━━━ SOURCE EXCERPT ━━━
OrganigramPressure on sales and margins are likely headwinds for Organigram (Organigram Stock Quote, Chart, News TSX:OGI) over the near term, says ATB Capital Markets analyst David Kideckel, who reviewed the cannabis company’s latest quarter in an update to clients on Monday.

Kideckel maintained his “Sector Perform” rating but dropped his one-year target from $2.30 to $1.90, representing at press time a projected return of seven per cent.

Moncton-based licensed producer Organigram delivered its fiscal fourth quarter 2020 results on Monday for the period ended August 31, 2020. The company generated net revenue of $20.4 million, up 25 per cent year-over-year, and an adjusted EBITDA loss of $2.7 million compared to a loss of $7.2 million a year earlier.

Organigram launched 40 new stock keeping units (SKUs) since July 2020 and expects to debut up to 18 more in its fiscal Q2 2021. Management said they’re encouraged by initial responses to OGI’s new products while being more focused on capturing topline growth and operating with the financial discipline.

As for the outlook, OGI said staff reductions have led to slowdowns in production, cultivation, processing and packaging capacity which contributed to delays in product launches.

“The Company believes this resulted in some meaningful missed revenue opportunities in Q4 Fiscal 2020 and in Q1 Fiscal 2021,” Organigram said in the Q4 press release. “With substantial retail store growth in play, the Company is evaluating its processes and supply chain, including the benefit of gradually scaling up staffing, to help ensure improved order fulfillment rates and in turn, potentially realize greater sales opportunities. Further, as many of the Company’s product launches are recent and some are still to come, the Company believes it will still take time for the new products to reach their full potential and gain market share to drive meaningful sales growth.”
━━━ ENTRIES PROVIDED ━━━
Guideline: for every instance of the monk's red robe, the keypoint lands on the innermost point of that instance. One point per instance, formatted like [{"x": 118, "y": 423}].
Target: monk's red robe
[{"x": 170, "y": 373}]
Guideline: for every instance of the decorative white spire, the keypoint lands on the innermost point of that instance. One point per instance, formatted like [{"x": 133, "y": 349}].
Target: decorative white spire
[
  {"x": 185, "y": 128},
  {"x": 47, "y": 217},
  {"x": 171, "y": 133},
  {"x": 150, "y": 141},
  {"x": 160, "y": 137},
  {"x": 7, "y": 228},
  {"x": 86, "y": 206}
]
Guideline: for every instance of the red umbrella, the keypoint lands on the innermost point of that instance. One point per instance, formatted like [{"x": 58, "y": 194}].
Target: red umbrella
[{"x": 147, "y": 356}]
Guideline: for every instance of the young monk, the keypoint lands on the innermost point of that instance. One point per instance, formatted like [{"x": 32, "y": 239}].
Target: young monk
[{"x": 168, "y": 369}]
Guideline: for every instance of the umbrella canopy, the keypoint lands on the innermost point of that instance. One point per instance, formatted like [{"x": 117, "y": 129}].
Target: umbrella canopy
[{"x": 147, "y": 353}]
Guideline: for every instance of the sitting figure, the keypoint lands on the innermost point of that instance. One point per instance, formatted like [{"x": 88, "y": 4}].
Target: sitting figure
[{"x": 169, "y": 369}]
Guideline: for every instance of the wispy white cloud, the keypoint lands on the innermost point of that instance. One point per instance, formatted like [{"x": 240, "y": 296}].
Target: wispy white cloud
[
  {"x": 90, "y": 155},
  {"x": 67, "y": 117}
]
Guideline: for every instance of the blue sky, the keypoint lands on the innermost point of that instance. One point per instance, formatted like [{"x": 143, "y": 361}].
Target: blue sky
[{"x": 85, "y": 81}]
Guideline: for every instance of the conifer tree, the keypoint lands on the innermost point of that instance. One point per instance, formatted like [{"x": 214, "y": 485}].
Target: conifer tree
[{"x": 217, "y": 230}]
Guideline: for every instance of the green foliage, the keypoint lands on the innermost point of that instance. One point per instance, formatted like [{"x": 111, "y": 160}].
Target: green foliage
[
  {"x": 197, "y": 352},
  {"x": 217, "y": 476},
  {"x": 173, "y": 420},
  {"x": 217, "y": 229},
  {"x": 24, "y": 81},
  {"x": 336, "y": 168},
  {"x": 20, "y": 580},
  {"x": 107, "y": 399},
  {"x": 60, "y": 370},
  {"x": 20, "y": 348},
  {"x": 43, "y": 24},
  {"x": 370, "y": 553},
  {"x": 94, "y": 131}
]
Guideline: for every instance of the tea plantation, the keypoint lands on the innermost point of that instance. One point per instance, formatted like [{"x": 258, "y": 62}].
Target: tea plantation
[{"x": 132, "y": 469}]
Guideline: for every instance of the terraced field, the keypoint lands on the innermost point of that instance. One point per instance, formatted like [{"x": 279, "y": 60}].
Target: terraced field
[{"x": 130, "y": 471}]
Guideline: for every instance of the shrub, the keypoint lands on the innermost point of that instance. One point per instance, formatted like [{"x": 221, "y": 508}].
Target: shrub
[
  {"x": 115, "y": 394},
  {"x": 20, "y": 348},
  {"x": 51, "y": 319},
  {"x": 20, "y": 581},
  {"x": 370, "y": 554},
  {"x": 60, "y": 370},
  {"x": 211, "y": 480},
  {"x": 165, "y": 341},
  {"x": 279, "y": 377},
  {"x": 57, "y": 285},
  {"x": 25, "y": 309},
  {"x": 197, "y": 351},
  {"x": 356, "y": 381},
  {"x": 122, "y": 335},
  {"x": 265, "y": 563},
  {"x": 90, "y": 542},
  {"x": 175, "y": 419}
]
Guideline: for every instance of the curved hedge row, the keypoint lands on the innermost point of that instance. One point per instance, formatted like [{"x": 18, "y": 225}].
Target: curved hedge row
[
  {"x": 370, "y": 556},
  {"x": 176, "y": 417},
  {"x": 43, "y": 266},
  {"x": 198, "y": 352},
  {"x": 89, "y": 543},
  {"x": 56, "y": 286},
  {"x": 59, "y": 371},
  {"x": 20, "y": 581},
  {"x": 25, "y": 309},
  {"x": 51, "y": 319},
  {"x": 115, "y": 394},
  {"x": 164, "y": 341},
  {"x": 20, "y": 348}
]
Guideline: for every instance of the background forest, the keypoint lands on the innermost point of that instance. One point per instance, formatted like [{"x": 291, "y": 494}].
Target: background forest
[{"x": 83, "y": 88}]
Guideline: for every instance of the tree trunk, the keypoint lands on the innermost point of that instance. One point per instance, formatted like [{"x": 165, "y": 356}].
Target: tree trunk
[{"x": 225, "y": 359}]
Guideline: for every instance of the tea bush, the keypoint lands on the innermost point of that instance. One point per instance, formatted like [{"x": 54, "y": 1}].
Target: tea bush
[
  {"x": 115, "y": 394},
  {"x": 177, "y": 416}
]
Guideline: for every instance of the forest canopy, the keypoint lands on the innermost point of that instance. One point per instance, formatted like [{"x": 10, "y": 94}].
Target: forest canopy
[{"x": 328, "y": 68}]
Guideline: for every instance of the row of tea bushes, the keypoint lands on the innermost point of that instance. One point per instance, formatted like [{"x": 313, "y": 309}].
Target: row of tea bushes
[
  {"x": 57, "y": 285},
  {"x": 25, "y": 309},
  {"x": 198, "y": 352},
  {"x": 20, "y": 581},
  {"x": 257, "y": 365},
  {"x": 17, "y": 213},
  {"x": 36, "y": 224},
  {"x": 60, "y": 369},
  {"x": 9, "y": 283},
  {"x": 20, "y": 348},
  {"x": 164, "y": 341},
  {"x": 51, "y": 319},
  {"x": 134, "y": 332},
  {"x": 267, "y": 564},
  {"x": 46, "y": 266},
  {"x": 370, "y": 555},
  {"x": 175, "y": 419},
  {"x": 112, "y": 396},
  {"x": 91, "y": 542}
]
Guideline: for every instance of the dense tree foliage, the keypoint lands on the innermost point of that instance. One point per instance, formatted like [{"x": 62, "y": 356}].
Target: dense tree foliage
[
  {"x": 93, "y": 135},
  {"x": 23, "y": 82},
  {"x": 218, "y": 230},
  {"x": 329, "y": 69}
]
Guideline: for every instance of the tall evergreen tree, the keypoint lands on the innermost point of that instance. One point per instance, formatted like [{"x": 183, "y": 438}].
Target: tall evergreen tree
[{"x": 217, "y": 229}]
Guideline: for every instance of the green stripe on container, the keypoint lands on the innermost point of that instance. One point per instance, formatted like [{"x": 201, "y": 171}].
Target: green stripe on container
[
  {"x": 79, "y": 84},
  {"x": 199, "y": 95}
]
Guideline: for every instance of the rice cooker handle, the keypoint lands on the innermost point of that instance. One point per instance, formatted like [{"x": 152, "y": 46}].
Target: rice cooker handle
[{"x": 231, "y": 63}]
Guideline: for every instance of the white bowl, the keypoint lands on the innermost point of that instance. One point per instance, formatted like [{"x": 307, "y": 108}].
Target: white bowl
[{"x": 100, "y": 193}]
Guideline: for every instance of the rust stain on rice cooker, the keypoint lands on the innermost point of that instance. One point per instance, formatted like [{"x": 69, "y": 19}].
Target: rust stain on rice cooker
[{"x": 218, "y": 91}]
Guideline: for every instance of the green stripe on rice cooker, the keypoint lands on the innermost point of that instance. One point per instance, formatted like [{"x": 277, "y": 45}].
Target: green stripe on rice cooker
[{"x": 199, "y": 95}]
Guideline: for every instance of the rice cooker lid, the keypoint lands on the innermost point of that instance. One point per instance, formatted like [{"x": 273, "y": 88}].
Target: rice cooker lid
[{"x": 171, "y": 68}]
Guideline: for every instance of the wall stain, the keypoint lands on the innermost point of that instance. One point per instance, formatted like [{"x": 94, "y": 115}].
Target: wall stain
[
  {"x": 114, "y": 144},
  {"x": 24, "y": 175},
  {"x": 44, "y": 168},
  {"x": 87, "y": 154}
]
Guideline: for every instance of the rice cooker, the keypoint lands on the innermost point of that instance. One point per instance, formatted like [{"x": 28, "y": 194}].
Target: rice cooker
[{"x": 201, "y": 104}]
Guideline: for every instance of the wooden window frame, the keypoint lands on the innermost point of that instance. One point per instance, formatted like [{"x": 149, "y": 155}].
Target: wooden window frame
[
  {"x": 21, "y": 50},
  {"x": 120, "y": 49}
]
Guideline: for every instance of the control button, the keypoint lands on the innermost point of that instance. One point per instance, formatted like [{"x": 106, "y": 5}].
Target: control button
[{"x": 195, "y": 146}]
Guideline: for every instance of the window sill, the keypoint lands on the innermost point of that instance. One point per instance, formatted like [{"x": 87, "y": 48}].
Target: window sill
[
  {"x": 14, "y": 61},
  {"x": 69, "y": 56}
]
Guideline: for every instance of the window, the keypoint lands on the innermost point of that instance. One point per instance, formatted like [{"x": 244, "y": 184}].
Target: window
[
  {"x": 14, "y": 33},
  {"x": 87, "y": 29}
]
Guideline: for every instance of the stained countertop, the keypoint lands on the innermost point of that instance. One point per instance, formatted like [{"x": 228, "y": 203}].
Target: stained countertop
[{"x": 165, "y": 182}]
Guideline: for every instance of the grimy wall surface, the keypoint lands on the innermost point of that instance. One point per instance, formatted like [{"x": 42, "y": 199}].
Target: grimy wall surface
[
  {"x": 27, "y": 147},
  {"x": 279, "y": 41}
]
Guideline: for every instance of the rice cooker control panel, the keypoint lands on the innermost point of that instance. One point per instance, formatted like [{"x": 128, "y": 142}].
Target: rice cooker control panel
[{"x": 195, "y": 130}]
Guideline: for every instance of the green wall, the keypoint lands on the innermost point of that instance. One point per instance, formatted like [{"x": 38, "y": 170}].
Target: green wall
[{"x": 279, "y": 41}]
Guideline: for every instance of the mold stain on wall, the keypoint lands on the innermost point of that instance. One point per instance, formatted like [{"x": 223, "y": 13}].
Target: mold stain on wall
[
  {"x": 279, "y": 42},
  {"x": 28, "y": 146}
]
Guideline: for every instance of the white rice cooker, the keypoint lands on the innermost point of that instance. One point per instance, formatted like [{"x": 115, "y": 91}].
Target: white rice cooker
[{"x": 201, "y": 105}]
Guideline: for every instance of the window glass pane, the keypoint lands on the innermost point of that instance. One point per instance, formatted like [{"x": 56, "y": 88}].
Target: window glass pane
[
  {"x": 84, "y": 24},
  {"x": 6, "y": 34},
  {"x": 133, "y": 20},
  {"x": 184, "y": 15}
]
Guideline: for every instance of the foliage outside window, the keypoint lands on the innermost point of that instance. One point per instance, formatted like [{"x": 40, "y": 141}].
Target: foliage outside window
━━━
Answer from the Organigram article:
1. What was Kideckel's old one-year target, and what is his new one?
2. What net revenue did Organigram report for its fiscal fourth quarter 2020?
3. How many new SKUs has Organigram launched since July 2020?
Rely only on the text, not on the lines.

FINISHED ANSWER>
1. It went from $2.30 to $1.90.
2. $20.4 million.
3. 40.